Provided data section start

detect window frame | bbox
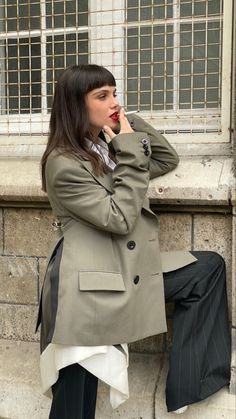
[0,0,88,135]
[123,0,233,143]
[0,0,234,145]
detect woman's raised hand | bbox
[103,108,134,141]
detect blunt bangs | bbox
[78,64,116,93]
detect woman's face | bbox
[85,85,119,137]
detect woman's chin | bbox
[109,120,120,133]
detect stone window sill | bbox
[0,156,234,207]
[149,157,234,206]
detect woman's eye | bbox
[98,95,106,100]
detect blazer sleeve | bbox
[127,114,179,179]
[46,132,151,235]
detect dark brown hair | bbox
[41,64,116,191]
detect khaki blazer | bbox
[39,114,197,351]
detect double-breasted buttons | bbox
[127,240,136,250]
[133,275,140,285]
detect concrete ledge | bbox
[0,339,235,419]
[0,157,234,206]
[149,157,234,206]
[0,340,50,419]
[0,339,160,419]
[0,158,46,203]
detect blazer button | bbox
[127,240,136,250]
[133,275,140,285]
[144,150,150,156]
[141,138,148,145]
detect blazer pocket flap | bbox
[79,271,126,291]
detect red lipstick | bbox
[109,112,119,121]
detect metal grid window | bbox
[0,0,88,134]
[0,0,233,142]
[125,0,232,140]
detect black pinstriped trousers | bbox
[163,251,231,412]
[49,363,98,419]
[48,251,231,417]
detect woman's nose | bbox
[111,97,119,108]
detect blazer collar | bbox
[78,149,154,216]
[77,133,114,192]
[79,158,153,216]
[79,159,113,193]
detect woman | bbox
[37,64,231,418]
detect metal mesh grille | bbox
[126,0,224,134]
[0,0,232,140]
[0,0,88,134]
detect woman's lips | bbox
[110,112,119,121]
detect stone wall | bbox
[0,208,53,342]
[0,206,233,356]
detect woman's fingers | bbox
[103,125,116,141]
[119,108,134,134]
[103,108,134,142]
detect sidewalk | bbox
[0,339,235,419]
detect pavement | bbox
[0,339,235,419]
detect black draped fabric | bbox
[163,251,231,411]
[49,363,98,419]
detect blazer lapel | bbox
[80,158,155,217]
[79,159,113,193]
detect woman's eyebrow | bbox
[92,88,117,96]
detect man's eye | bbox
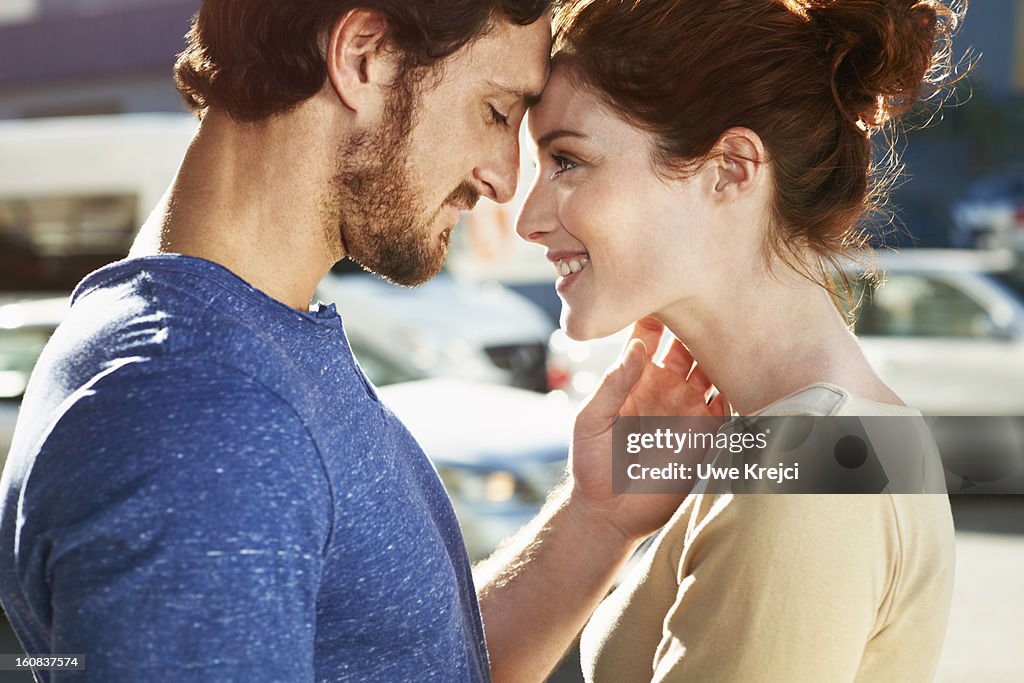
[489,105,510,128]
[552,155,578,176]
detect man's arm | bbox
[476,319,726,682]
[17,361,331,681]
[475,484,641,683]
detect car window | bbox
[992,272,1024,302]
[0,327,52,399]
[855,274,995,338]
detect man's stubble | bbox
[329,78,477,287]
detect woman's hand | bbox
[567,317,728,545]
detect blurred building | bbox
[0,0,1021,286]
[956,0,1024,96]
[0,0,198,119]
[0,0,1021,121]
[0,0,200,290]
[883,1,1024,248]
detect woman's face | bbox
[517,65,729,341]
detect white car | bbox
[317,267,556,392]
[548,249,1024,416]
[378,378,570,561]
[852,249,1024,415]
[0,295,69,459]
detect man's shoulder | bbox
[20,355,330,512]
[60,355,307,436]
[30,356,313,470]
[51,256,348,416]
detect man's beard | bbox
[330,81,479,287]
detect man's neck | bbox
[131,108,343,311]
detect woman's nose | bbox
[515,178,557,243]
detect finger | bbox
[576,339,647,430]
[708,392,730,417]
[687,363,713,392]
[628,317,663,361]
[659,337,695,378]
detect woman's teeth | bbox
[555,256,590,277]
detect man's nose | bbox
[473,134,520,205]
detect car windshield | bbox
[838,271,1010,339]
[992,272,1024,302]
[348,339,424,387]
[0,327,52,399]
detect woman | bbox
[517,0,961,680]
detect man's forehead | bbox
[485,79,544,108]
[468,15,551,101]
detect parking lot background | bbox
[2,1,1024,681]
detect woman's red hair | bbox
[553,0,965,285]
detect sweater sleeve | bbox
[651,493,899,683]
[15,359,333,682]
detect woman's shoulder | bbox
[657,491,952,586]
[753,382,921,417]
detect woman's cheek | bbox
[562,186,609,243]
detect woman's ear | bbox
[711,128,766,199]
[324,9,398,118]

Provided data section end
Provided data section start

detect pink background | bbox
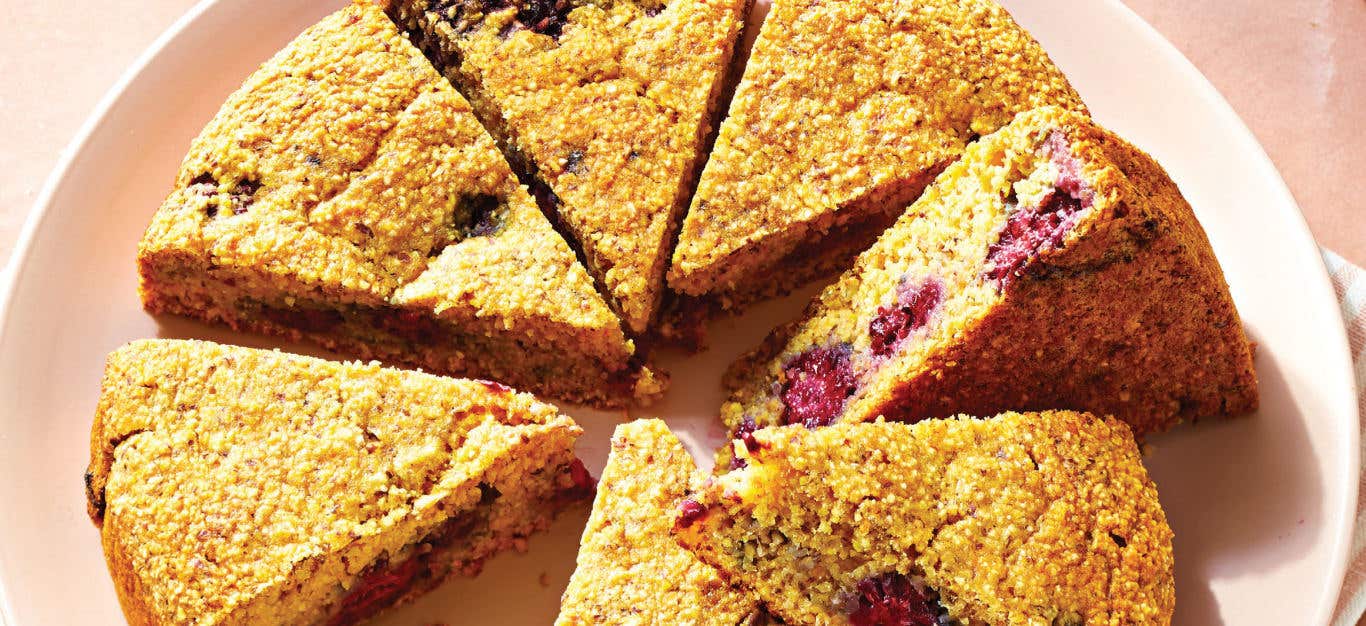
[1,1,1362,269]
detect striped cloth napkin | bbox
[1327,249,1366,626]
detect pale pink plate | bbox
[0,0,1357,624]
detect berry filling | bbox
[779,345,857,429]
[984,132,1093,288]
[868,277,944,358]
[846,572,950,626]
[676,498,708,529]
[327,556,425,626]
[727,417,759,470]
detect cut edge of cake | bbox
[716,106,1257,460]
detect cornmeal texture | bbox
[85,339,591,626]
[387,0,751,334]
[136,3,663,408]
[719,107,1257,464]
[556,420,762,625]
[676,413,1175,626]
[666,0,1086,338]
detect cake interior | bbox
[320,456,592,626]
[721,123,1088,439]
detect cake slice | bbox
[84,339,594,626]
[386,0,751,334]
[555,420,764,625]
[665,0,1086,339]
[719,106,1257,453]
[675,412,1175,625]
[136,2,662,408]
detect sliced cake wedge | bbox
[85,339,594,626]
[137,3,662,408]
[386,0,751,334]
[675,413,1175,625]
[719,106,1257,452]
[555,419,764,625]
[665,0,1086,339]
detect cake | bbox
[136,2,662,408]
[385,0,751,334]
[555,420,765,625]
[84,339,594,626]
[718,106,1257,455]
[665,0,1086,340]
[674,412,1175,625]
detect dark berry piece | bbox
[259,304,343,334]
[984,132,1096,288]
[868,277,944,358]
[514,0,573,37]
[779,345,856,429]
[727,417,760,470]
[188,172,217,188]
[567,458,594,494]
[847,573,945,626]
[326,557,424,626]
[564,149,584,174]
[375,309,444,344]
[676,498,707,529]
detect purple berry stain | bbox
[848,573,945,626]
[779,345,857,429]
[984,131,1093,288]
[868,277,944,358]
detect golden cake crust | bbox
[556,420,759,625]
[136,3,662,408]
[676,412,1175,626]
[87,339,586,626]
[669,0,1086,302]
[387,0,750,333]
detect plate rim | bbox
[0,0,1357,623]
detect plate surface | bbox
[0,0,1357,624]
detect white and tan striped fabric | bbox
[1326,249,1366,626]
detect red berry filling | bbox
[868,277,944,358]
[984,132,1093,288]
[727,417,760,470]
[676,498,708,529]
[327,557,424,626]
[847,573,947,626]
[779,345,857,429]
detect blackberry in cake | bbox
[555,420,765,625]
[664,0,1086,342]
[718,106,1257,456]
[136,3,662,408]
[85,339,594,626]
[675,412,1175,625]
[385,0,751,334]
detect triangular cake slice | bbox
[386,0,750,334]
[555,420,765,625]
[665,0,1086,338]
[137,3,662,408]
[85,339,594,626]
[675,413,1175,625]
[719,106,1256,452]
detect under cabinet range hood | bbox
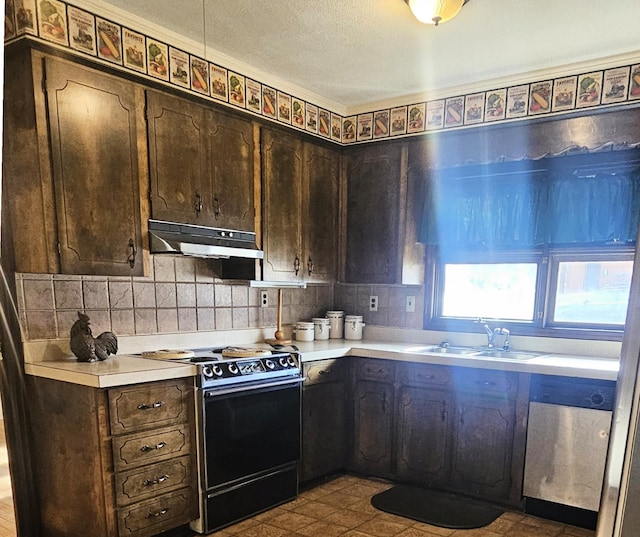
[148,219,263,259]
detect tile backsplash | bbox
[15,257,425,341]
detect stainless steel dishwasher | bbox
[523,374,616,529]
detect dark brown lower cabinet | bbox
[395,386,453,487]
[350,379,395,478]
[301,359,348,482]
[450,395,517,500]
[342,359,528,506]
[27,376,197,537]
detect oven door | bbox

Provided data section end
Provided data section start

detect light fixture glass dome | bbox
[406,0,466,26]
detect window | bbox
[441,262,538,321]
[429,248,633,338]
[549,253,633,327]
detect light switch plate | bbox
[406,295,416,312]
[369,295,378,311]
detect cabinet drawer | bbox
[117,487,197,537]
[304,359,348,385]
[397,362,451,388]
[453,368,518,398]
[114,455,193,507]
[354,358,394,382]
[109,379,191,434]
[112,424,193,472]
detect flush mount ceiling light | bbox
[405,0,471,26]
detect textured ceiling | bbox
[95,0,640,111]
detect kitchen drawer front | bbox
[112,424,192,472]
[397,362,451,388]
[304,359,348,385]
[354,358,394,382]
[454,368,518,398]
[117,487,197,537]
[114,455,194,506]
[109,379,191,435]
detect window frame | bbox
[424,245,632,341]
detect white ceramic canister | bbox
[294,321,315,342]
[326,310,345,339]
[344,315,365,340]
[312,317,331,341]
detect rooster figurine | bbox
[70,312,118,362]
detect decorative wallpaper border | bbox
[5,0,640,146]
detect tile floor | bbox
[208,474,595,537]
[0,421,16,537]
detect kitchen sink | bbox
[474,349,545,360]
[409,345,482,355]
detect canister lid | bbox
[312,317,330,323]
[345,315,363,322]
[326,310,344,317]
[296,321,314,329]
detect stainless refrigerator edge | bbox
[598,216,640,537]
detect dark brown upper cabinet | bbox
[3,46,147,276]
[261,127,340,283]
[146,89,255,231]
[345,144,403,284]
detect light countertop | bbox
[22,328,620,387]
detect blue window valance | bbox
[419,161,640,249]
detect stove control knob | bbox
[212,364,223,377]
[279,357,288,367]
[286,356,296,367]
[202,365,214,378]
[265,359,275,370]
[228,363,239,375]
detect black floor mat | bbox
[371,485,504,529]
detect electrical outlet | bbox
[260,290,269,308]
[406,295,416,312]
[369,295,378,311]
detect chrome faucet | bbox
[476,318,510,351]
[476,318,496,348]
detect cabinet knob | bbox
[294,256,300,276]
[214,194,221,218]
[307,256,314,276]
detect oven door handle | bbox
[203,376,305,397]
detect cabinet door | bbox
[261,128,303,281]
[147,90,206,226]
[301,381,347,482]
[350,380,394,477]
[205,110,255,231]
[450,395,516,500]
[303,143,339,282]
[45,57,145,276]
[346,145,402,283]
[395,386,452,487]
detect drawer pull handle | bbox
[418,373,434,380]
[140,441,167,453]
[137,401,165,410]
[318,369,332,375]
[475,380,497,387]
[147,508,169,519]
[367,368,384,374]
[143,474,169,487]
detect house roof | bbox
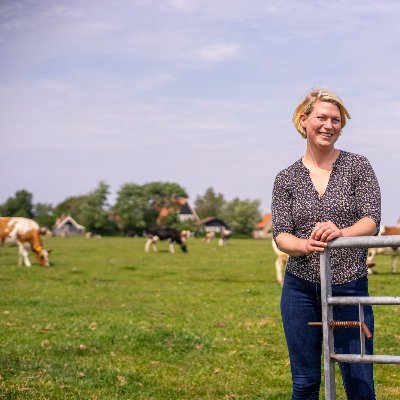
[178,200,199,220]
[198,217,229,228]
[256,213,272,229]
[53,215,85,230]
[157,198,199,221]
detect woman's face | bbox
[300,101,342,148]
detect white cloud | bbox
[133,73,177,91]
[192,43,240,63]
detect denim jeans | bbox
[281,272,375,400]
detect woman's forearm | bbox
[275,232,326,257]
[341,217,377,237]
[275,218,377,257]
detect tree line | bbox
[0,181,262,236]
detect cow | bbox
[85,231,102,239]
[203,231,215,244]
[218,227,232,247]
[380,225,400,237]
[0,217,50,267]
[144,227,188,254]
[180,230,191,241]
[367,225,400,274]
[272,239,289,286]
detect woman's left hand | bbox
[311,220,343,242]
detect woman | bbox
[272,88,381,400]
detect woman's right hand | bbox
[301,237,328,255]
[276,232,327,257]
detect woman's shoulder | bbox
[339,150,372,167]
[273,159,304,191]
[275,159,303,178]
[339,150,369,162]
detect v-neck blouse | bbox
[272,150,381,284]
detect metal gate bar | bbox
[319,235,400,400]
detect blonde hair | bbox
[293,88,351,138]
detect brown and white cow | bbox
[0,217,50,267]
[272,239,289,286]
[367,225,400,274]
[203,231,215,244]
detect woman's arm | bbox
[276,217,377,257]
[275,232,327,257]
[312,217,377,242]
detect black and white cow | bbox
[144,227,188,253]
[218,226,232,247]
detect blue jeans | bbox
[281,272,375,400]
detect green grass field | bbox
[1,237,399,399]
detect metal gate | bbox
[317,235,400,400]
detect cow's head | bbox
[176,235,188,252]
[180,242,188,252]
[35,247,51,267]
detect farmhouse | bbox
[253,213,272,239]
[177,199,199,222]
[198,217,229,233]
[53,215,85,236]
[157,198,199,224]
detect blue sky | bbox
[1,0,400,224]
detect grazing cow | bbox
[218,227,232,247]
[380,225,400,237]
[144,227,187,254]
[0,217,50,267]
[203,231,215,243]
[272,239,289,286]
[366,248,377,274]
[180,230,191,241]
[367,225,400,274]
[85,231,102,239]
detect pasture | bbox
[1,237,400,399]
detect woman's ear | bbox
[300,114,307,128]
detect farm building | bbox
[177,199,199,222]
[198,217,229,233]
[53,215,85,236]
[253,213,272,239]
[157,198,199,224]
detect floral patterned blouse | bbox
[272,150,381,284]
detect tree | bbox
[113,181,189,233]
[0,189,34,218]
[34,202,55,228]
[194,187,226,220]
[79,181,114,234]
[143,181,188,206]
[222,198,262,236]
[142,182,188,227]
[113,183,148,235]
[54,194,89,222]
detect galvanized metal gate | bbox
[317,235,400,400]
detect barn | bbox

Provided data section end

> **Goal of the exercise**
Above are some records. Output exactly the lines from the one that contains "detect plate surface | bbox" to the one that contains "detect oven door | bbox", keeping both, and omit the pictures.

> **Answer to this problem**
detect plate surface | bbox
[0,0,1357,624]
detect white and tan striped fabric | bbox
[1326,249,1366,626]
detect red berry filling | bbox
[868,277,944,358]
[984,132,1093,288]
[727,417,760,470]
[676,498,708,529]
[327,557,424,626]
[847,573,947,626]
[779,345,857,429]
detect blackberry in cake | bbox
[555,420,765,625]
[664,0,1086,342]
[718,106,1257,456]
[136,3,662,408]
[85,339,594,626]
[675,412,1175,625]
[385,0,751,334]
detect triangular cake slice | bbox
[386,0,750,334]
[555,420,765,625]
[665,0,1086,338]
[137,3,662,408]
[85,339,594,626]
[675,413,1175,625]
[719,106,1256,452]
detect under cabinet range hood | bbox
[148,219,263,259]
detect tile backsplash | bbox
[15,257,425,341]
detect stainless steel dishwasher | bbox
[523,374,616,529]
detect dark brown lower cabinet | bbox
[395,386,453,487]
[350,379,395,478]
[301,359,348,482]
[450,395,517,500]
[342,359,528,506]
[27,376,197,537]
detect oven door | bbox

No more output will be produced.